* _Try it_
Lines before the one containing "Mark one point on each instance of the green" are excluded; print that line and every line after it through the end of the material below, exactly.

* _Available records_

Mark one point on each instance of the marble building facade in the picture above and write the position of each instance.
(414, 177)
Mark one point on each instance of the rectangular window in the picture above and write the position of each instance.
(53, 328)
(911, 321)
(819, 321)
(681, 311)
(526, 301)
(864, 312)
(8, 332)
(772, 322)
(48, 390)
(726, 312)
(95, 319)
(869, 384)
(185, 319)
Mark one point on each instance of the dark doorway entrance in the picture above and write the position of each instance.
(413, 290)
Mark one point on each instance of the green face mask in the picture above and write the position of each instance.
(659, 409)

* _Solution to the exercise_
Mark one point on each instance of the green face mask in the picture above and write the position of each instance.
(659, 409)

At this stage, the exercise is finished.